## EJERCICIO ESCRITO
Presenta todas las líneas de los datos siguientes como una tabla en Markdown con dos columnas, «Fila» y «Línea», donde la primera lleva un número consecutivo y la segunda, el texto de cada línea. Omite las líneas en blanco.

:: LISTA DE DATOS

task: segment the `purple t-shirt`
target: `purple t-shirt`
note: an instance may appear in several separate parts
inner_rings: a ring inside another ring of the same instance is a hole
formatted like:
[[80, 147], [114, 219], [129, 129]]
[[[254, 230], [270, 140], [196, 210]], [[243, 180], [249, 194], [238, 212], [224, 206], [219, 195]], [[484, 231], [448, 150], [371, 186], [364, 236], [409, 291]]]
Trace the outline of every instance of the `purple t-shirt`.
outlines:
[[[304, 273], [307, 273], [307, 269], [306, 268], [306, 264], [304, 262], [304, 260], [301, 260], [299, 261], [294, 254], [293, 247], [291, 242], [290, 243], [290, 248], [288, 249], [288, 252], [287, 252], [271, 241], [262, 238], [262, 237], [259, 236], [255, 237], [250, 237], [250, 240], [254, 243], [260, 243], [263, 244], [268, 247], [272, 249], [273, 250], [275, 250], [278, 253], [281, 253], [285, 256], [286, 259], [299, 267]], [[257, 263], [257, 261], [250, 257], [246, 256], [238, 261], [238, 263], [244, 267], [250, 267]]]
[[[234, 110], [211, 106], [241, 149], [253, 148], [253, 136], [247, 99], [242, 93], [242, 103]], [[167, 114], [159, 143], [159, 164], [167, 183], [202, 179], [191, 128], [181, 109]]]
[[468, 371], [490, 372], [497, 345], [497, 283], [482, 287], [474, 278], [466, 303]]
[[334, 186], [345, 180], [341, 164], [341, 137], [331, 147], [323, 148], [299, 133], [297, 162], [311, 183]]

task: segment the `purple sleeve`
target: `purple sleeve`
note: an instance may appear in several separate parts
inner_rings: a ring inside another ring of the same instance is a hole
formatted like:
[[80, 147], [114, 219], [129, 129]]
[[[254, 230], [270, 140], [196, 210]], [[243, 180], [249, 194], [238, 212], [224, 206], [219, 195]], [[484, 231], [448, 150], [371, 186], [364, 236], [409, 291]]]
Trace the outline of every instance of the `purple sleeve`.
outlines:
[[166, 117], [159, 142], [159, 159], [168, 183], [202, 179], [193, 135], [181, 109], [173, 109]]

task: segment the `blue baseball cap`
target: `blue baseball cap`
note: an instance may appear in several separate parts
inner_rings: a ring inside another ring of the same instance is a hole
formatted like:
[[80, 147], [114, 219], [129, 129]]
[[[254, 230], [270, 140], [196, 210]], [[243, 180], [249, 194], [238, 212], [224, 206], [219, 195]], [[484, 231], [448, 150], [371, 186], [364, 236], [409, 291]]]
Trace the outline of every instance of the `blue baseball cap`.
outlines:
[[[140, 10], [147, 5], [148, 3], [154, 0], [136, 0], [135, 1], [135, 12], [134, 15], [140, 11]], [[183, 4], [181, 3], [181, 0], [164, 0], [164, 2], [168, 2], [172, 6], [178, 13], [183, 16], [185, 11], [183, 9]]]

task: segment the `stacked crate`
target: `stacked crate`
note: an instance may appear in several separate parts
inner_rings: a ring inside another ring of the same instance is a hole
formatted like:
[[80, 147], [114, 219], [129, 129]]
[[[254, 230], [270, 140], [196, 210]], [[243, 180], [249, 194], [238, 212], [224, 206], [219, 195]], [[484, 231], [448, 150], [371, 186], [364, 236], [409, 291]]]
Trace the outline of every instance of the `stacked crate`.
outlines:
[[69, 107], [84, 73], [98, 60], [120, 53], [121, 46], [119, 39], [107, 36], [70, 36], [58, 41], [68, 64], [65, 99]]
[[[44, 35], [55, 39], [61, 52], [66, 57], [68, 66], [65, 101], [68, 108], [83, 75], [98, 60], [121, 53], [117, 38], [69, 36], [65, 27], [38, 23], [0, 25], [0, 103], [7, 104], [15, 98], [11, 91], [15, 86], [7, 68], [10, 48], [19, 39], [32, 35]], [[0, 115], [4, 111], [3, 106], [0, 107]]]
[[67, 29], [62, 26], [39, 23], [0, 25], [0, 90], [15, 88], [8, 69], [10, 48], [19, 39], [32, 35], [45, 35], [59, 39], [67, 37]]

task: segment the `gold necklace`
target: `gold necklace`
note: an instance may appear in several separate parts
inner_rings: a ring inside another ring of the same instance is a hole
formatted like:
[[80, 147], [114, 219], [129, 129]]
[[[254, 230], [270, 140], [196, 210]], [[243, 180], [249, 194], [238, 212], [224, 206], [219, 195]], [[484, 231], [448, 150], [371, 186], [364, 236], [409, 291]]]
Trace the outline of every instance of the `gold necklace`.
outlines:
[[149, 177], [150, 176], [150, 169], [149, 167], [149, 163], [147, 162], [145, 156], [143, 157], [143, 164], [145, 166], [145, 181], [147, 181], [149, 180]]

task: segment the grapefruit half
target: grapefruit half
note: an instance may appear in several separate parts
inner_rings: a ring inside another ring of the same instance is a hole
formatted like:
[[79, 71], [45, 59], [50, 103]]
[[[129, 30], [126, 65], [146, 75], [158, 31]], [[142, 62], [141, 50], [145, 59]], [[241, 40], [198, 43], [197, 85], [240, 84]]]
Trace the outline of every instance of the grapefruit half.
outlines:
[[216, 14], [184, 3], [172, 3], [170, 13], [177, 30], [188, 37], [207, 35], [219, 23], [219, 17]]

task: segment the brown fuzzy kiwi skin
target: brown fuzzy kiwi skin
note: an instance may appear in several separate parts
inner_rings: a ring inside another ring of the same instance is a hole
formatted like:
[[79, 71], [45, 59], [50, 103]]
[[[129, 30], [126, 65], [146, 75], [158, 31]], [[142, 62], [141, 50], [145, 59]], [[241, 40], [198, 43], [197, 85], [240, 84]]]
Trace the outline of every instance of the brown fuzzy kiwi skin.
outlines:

::::

## SALIDA COMPLETA
| Fila | Línea |
|---|---|
| 1 | task: segment the `purple t-shirt` |
| 2 | target: `purple t-shirt` |
| 3 | note: an instance may appear in several separate parts |
| 4 | inner_rings: a ring inside another ring of the same instance is a hole |
| 5 | formatted like: |
| 6 | [[80, 147], [114, 219], [129, 129]] |
| 7 | [[[254, 230], [270, 140], [196, 210]], [[243, 180], [249, 194], [238, 212], [224, 206], [219, 195]], [[484, 231], [448, 150], [371, 186], [364, 236], [409, 291]]] |
| 8 | Trace the outline of every instance of the `purple t-shirt`. |
| 9 | outlines: |
| 10 | [[[304, 273], [307, 273], [307, 269], [306, 268], [306, 264], [304, 262], [304, 260], [301, 260], [299, 261], [294, 254], [293, 247], [291, 242], [290, 243], [290, 248], [288, 249], [288, 252], [287, 252], [271, 241], [262, 238], [262, 237], [259, 236], [255, 237], [250, 237], [250, 240], [254, 243], [260, 243], [263, 244], [268, 247], [272, 249], [273, 250], [275, 250], [278, 253], [281, 253], [285, 256], [286, 259], [299, 267]], [[257, 263], [257, 261], [250, 257], [246, 256], [238, 261], [238, 263], [244, 267], [250, 267]]] |
| 11 | [[[234, 110], [211, 106], [241, 149], [253, 148], [253, 136], [247, 99], [242, 93], [242, 103]], [[167, 114], [159, 143], [159, 164], [167, 183], [202, 179], [191, 128], [181, 109]]] |
| 12 | [[468, 371], [490, 372], [497, 345], [497, 283], [482, 287], [474, 278], [466, 303]] |
| 13 | [[334, 186], [345, 180], [341, 164], [341, 137], [331, 147], [323, 148], [299, 133], [297, 162], [311, 183]] |
| 14 | task: segment the `purple sleeve` |
| 15 | target: `purple sleeve` |
| 16 | note: an instance may appear in several separate parts |
| 17 | inner_rings: a ring inside another ring of the same instance is a hole |
| 18 | formatted like: |
| 19 | [[80, 147], [114, 219], [129, 129]] |
| 20 | [[[254, 230], [270, 140], [196, 210]], [[243, 180], [249, 194], [238, 212], [224, 206], [219, 195]], [[484, 231], [448, 150], [371, 186], [364, 236], [409, 291]]] |
| 21 | Trace the outline of every instance of the `purple sleeve`. |
| 22 | outlines: |
| 23 | [[166, 117], [159, 142], [159, 159], [168, 183], [202, 179], [193, 135], [181, 109], [173, 109]] |
| 24 | task: segment the `blue baseball cap` |
| 25 | target: `blue baseball cap` |
| 26 | note: an instance may appear in several separate parts |
| 27 | inner_rings: a ring inside another ring of the same instance is a hole |
| 28 | formatted like: |
| 29 | [[80, 147], [114, 219], [129, 129]] |
| 30 | [[[254, 230], [270, 140], [196, 210]], [[243, 180], [249, 194], [238, 212], [224, 206], [219, 195]], [[484, 231], [448, 150], [371, 186], [364, 236], [409, 291]]] |
| 31 | Trace the outline of every instance of the `blue baseball cap`. |
| 32 | outlines: |
| 33 | [[[140, 10], [147, 5], [148, 3], [154, 0], [136, 0], [135, 1], [135, 12], [134, 15], [140, 11]], [[183, 4], [181, 3], [181, 0], [164, 0], [164, 2], [168, 2], [172, 6], [178, 13], [183, 16], [185, 11], [183, 9]]] |
| 34 | task: segment the `stacked crate` |
| 35 | target: `stacked crate` |
| 36 | note: an instance may appear in several separate parts |
| 37 | inner_rings: a ring inside another ring of the same instance is a hole |
| 38 | formatted like: |
| 39 | [[80, 147], [114, 219], [129, 129]] |
| 40 | [[[254, 230], [270, 140], [196, 210]], [[243, 180], [249, 194], [238, 212], [224, 206], [219, 195]], [[484, 231], [448, 150], [371, 186], [364, 236], [409, 291]]] |
| 41 | Trace the outline of every instance of the `stacked crate`. |
| 42 | outlines: |
| 43 | [[69, 107], [84, 73], [98, 60], [120, 53], [121, 46], [119, 39], [107, 36], [70, 36], [58, 41], [68, 64], [65, 99]] |
| 44 | [[[44, 35], [55, 39], [61, 52], [66, 57], [68, 66], [65, 101], [68, 108], [83, 75], [98, 60], [121, 53], [117, 38], [69, 36], [65, 27], [38, 23], [0, 25], [0, 103], [7, 104], [15, 98], [11, 91], [15, 86], [7, 68], [10, 48], [19, 39], [32, 35]], [[0, 115], [4, 111], [3, 106], [0, 107]]] |
| 45 | [[67, 29], [62, 26], [39, 23], [0, 25], [0, 90], [15, 88], [8, 69], [10, 48], [19, 39], [32, 35], [45, 35], [59, 39], [67, 37]] |
| 46 | task: segment the `gold necklace` |
| 47 | target: `gold necklace` |
| 48 | note: an instance may appear in several separate parts |
| 49 | inner_rings: a ring inside another ring of the same instance is a hole |
| 50 | formatted like: |
| 51 | [[80, 147], [114, 219], [129, 129]] |
| 52 | [[[254, 230], [270, 140], [196, 210]], [[243, 180], [249, 194], [238, 212], [224, 206], [219, 195]], [[484, 231], [448, 150], [371, 186], [364, 236], [409, 291]]] |
| 53 | Trace the outline of every instance of the `gold necklace`. |
| 54 | outlines: |
| 55 | [[149, 177], [150, 176], [150, 169], [149, 167], [149, 163], [147, 162], [145, 156], [143, 157], [143, 164], [145, 166], [145, 181], [147, 181], [149, 180]] |
| 56 | task: segment the grapefruit half |
| 57 | target: grapefruit half |
| 58 | note: an instance may appear in several separate parts |
| 59 | inner_rings: a ring inside another ring of the same instance is a hole |
| 60 | formatted like: |
| 61 | [[79, 71], [45, 59], [50, 103]] |
| 62 | [[[129, 30], [126, 65], [146, 75], [158, 31]], [[142, 62], [141, 50], [145, 59]], [[241, 40], [198, 43], [197, 85], [240, 84]]] |
| 63 | Trace the outline of every instance of the grapefruit half. |
| 64 | outlines: |
| 65 | [[216, 14], [184, 3], [172, 3], [170, 13], [177, 30], [188, 37], [207, 35], [219, 23], [219, 17]] |
| 66 | task: segment the brown fuzzy kiwi skin |
| 67 | target: brown fuzzy kiwi skin |
| 68 | note: an instance may appear in several separate parts |
| 69 | inner_rings: a ring inside another ring of the same instance is a hole |
| 70 | formatted like: |
| 71 | [[79, 71], [45, 59], [50, 103]] |
| 72 | [[[129, 30], [126, 65], [146, 75], [158, 31]], [[142, 62], [141, 50], [145, 59]], [[241, 40], [198, 43], [197, 85], [240, 84]]] |
| 73 | Trace the outline of every instance of the brown fuzzy kiwi skin. |
| 74 | outlines: |